## PROBLEM
Render the lines of the records from the line with "TARGET: red tile roof" to the line with "(1175, 454)", both included, as a Markdown table with the columns No. and Text. Number each row and omit blank lines.

## DATASET
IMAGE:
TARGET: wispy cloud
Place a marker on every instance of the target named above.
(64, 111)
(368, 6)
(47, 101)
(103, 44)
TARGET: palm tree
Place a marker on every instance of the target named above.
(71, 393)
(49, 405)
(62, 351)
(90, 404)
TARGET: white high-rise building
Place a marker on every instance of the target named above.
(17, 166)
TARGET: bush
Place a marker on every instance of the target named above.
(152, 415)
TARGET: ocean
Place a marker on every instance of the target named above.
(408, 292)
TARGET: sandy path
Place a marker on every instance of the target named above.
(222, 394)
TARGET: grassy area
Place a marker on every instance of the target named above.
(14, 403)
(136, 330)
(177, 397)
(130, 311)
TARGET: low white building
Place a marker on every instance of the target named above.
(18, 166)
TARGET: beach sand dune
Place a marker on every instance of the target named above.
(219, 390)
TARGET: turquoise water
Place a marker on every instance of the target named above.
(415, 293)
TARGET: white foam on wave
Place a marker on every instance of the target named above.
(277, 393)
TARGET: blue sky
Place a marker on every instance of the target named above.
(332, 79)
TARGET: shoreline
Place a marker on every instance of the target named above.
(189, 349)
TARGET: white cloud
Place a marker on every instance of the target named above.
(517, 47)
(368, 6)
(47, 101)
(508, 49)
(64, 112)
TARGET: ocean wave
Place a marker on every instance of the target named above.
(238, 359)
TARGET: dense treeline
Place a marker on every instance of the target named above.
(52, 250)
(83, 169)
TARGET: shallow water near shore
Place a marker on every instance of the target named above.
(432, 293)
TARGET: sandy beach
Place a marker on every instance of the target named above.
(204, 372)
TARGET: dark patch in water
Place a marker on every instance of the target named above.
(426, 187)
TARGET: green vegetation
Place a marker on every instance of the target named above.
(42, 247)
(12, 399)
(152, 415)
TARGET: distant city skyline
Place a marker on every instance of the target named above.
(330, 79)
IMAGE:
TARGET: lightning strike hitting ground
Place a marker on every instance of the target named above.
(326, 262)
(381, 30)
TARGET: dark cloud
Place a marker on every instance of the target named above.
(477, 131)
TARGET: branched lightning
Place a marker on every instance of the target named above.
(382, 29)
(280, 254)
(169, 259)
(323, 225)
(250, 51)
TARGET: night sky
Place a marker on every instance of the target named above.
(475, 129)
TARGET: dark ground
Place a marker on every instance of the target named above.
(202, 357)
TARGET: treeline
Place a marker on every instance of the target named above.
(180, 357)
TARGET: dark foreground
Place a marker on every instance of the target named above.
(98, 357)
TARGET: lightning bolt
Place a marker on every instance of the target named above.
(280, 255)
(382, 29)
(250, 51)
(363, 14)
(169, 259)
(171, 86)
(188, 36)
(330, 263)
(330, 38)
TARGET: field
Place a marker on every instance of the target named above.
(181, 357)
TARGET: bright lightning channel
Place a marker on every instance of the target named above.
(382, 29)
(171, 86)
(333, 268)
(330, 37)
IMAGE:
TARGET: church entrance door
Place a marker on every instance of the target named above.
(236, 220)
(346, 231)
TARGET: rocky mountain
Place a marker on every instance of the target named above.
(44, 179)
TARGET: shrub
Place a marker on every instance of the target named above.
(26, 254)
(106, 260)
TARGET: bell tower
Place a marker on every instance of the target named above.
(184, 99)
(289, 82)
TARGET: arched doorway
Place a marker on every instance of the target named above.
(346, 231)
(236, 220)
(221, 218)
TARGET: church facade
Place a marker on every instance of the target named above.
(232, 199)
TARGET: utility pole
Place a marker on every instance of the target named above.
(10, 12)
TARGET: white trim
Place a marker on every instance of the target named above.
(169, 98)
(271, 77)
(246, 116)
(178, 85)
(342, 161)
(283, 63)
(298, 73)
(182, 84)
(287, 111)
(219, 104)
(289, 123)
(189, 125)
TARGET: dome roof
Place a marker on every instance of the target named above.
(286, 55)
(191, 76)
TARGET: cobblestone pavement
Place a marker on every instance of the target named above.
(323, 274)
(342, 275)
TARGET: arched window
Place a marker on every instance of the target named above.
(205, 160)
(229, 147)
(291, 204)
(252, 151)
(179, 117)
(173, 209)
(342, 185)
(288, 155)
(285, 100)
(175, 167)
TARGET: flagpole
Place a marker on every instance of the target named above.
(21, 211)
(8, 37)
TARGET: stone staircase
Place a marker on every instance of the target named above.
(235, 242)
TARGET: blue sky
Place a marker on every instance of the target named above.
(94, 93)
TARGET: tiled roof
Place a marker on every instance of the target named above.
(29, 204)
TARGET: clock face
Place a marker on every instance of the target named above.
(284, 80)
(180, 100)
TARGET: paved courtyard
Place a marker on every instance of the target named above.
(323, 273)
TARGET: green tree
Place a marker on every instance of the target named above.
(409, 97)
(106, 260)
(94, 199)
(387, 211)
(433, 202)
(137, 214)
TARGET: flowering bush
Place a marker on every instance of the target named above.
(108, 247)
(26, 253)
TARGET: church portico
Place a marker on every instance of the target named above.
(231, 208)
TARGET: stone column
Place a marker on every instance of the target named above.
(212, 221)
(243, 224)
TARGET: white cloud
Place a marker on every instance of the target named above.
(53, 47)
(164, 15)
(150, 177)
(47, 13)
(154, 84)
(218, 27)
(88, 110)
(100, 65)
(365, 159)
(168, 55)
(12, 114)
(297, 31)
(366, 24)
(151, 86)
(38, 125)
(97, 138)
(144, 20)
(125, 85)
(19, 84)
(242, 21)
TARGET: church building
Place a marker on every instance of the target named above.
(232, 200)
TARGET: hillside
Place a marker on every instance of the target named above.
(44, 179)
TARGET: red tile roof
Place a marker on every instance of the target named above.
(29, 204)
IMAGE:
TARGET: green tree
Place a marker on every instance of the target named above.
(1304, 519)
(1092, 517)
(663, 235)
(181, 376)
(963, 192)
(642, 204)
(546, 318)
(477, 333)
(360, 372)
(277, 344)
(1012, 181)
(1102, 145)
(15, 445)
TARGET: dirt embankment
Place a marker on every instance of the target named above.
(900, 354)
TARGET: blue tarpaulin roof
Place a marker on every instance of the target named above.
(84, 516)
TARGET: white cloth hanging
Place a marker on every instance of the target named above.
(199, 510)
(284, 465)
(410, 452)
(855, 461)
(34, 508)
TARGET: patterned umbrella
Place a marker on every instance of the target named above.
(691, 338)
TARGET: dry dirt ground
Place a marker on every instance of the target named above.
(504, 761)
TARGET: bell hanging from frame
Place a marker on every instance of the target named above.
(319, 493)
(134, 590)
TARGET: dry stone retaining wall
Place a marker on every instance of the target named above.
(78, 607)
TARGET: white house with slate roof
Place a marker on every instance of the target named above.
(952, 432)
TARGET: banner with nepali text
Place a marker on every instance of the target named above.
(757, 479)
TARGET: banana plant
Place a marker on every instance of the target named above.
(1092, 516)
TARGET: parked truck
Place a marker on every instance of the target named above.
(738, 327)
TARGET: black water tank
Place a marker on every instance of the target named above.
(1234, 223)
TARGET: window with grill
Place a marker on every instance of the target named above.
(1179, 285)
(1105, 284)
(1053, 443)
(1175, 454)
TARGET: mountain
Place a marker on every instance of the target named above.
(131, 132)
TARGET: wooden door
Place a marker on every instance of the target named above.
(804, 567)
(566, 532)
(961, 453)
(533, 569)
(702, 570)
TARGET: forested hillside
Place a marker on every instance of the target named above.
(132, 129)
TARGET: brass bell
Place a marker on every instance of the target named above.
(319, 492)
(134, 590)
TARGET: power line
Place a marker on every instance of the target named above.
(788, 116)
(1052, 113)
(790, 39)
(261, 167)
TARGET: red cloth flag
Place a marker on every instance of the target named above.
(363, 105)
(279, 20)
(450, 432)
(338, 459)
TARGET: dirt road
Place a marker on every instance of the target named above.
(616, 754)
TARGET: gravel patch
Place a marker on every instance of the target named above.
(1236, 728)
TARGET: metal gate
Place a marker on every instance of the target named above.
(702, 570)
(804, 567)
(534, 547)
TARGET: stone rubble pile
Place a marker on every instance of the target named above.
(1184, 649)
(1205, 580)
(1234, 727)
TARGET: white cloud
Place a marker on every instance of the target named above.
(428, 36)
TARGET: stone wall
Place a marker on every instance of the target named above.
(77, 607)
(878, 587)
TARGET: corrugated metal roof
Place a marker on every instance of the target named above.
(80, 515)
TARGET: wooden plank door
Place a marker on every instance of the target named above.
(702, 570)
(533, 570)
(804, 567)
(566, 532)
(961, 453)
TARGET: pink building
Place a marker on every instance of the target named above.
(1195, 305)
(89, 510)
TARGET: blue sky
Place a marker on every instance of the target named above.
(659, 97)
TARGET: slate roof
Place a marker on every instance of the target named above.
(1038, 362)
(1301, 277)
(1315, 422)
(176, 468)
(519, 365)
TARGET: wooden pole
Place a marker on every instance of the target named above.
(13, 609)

## EXERCISE RESULT
| No. | Text |
|---|---|
| 1 | TARGET: red tile roof |
| 2 | Place a marker on every instance of the target named above. |
| 3 | (29, 204) |
| 4 | IMAGE: |
| 5 | TARGET: green tree |
| 6 | Place a marker on every instance of the target named above. |
| 7 | (1304, 519) |
| 8 | (1092, 517) |
| 9 | (663, 235) |
| 10 | (181, 376) |
| 11 | (963, 192) |
| 12 | (642, 204) |
| 13 | (546, 318) |
| 14 | (477, 333) |
| 15 | (360, 372) |
| 16 | (277, 344) |
| 17 | (1012, 181) |
| 18 | (1102, 145) |
| 19 | (15, 445) |
| 20 | TARGET: dirt embankment |
| 21 | Place a marker on every instance of the target named above. |
| 22 | (900, 354) |
| 23 | TARGET: blue tarpaulin roof |
| 24 | Place a marker on every instance of the target named above. |
| 25 | (84, 516) |
| 26 | TARGET: white cloth hanging |
| 27 | Place a marker on every instance of the target named above. |
| 28 | (199, 510) |
| 29 | (284, 465) |
| 30 | (410, 452) |
| 31 | (855, 461) |
| 32 | (34, 508) |
| 33 | TARGET: patterned umbrella |
| 34 | Place a marker on every instance of the target named above. |
| 35 | (691, 338) |
| 36 | TARGET: dry dirt ground |
| 37 | Place a marker on every instance of the target named above. |
| 38 | (504, 761) |
| 39 | TARGET: bell hanging from frame |
| 40 | Place a marker on every instance of the target named above. |
| 41 | (319, 493) |
| 42 | (134, 590) |
| 43 | TARGET: dry stone retaining wall |
| 44 | Place a marker on every instance of the target named above. |
| 45 | (78, 607) |
| 46 | TARGET: white house with slate roof |
| 47 | Place a marker on every instance of the target named above. |
| 48 | (952, 432) |
| 49 | TARGET: banner with nepali text |
| 50 | Place a marker on every instance of the target named above. |
| 51 | (757, 479) |
| 52 | TARGET: banana plant |
| 53 | Place a marker on every instance of the target named above. |
| 54 | (1092, 516) |
| 55 | TARGET: parked truck |
| 56 | Place a marker on every instance of the target named above. |
| 57 | (738, 327) |
| 58 | TARGET: black water tank |
| 59 | Place a marker on every instance of the target named above. |
| 60 | (1234, 223) |
| 61 | TARGET: window with grill |
| 62 | Place a marker on every instance of the target named above. |
| 63 | (1179, 285) |
| 64 | (1105, 284) |
| 65 | (1053, 443) |
| 66 | (1175, 454) |